→ **INPUT RECORDS**
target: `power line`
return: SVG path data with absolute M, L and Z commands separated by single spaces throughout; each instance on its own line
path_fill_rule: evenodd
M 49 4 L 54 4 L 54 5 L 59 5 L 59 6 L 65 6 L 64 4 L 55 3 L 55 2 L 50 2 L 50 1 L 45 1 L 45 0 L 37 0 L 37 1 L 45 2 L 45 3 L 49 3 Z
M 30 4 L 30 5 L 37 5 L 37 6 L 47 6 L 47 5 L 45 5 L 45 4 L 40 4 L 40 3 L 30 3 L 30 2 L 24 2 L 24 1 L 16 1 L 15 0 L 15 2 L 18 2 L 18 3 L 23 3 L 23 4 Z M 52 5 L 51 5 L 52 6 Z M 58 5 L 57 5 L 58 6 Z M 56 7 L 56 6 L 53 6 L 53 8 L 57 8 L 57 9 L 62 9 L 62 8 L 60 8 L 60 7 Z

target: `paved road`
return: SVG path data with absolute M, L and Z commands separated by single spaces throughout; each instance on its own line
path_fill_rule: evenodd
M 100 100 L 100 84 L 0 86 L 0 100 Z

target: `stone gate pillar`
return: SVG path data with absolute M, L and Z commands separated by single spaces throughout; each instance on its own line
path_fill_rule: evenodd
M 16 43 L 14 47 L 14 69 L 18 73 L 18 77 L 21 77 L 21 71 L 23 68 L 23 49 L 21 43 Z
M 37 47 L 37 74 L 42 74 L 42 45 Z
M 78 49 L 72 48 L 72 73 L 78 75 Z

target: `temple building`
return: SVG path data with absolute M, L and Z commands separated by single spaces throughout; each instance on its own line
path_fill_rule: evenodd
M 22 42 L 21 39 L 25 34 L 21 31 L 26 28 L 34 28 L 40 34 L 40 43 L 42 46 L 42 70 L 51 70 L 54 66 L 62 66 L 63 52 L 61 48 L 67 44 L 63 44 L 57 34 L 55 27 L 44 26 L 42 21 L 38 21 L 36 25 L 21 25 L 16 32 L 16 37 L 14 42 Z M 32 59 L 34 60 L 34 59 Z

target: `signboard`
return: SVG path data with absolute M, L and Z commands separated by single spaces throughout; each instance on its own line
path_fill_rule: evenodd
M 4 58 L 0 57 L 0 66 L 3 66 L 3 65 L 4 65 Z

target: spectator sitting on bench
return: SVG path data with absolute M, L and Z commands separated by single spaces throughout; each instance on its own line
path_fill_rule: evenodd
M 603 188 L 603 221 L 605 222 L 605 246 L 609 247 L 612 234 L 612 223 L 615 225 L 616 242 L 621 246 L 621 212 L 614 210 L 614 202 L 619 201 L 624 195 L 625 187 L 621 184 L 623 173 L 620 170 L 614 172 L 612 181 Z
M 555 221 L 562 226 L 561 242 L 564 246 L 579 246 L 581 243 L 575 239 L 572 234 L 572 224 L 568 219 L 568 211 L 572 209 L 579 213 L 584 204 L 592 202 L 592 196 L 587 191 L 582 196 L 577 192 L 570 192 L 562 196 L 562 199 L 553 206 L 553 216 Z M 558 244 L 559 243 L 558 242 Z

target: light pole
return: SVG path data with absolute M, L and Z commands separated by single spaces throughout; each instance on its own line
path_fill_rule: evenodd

→ **WHAT IS BEING ASKED**
Return every line of the material above verbatim and in its original order, adding nothing and leaving nothing out.

→ **SOLUTION**
target: `power line`
return: SVG path data with absolute M, L and Z commands separated by single spaces throughout; each instance on its own line
path_fill_rule: evenodd
M 49 4 L 54 4 L 54 5 L 59 5 L 59 6 L 65 6 L 64 4 L 55 3 L 55 2 L 50 2 L 50 1 L 45 1 L 45 0 L 37 0 L 37 1 L 45 2 L 45 3 L 49 3 Z
M 30 4 L 30 5 L 37 5 L 37 6 L 47 6 L 47 5 L 45 5 L 45 4 L 40 4 L 40 3 L 30 3 L 30 2 L 24 2 L 24 1 L 16 1 L 15 0 L 15 2 L 18 2 L 18 3 L 23 3 L 23 4 Z M 52 5 L 51 5 L 52 6 Z M 58 5 L 57 5 L 58 6 Z M 56 7 L 56 6 L 53 6 L 53 8 L 57 8 L 57 9 L 62 9 L 62 8 L 60 8 L 60 7 Z

target: `paved road`
return: SVG path data with absolute M, L and Z commands separated by single spaces throughout; each instance on its own line
path_fill_rule: evenodd
M 100 100 L 100 84 L 0 86 L 0 100 Z

target: `stone gate pillar`
return: SVG path data with absolute M, L and Z commands separated by single spaces throughout; each instance on its own line
path_fill_rule: evenodd
M 16 43 L 14 47 L 14 69 L 18 73 L 18 77 L 21 77 L 21 71 L 23 68 L 23 49 L 21 43 Z
M 37 47 L 37 74 L 42 74 L 42 45 Z
M 78 49 L 72 48 L 72 73 L 78 75 Z

target: `temple building`
return: SVG path data with absolute M, L and Z commands separated by single spaces throughout; each instance on its own line
path_fill_rule: evenodd
M 22 42 L 21 39 L 25 34 L 21 31 L 26 28 L 34 28 L 40 34 L 40 43 L 42 46 L 42 70 L 51 70 L 54 66 L 62 66 L 63 52 L 61 48 L 67 44 L 63 44 L 57 34 L 55 27 L 44 26 L 42 21 L 38 21 L 36 25 L 21 25 L 16 32 L 16 37 L 14 42 Z M 32 59 L 34 60 L 34 59 Z

target: `signboard`
return: SVG path data with absolute M, L and Z commands separated by single spaces throughout; each instance on its own line
path_fill_rule: evenodd
M 4 58 L 0 57 L 0 66 L 3 66 L 3 65 L 4 65 Z

target: spectator sitting on bench
return: SVG path data with absolute M, L and Z commands separated by single spaces throughout; each instance on its own line
path_fill_rule: evenodd
M 603 188 L 603 221 L 605 222 L 605 246 L 609 247 L 612 234 L 612 223 L 615 225 L 616 242 L 621 246 L 621 212 L 614 210 L 614 202 L 619 201 L 624 195 L 625 187 L 621 184 L 623 173 L 620 170 L 614 172 L 612 181 Z
M 555 221 L 562 226 L 561 242 L 564 246 L 579 246 L 581 243 L 575 239 L 572 234 L 572 224 L 568 219 L 568 211 L 572 209 L 579 213 L 584 204 L 592 202 L 592 196 L 587 191 L 582 196 L 577 192 L 570 192 L 562 196 L 562 199 L 553 206 L 553 216 Z M 558 244 L 559 243 L 558 242 Z

target: light pole
return: SVG path data with absolute M, L and Z commands separated by single spaces throughout; each instance on its own line
path_fill_rule: evenodd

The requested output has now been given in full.